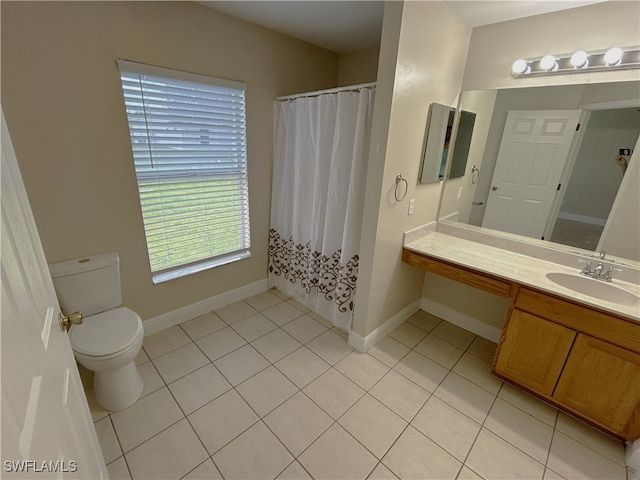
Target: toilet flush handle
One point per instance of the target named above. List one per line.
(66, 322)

+ + + +

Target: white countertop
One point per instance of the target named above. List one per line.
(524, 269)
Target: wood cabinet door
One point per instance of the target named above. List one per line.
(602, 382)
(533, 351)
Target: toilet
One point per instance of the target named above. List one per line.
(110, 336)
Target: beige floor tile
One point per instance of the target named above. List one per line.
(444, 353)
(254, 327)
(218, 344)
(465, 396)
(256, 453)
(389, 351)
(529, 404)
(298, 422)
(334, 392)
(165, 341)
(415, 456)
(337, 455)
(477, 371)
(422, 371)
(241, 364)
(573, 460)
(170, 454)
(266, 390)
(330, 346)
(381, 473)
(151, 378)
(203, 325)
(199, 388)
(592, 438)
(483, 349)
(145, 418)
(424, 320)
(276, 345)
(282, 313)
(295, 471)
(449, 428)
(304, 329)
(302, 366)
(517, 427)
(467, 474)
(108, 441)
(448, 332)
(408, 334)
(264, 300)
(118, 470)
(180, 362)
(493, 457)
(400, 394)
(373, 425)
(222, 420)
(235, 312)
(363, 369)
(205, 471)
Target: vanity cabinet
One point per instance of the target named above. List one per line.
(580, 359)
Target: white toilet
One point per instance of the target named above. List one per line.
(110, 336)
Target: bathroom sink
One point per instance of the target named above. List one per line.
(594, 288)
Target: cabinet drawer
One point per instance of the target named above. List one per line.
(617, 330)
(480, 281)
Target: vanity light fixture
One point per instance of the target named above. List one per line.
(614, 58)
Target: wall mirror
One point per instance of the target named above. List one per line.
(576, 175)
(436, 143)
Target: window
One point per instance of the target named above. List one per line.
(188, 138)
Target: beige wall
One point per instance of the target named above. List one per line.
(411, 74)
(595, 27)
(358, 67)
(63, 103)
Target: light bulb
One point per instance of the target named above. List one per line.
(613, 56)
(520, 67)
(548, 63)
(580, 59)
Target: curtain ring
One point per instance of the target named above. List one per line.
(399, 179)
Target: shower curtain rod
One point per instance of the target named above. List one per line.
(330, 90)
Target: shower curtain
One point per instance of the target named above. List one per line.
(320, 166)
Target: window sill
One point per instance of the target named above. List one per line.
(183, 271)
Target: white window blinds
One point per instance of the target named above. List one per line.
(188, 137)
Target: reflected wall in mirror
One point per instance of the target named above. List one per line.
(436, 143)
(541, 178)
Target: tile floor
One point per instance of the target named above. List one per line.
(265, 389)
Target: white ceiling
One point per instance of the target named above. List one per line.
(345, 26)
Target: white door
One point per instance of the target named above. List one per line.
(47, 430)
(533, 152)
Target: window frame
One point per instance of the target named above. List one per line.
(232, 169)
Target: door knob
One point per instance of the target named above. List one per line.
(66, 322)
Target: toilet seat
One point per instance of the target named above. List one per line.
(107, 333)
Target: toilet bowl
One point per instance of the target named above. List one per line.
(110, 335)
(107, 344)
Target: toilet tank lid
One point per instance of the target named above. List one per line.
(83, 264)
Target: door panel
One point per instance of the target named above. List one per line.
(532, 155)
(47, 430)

+ + + +

### Work order
Return each full line of the entries that contains the word "mirror".

### Task solution
Target: wall mirror
Target: reflected wall in mirror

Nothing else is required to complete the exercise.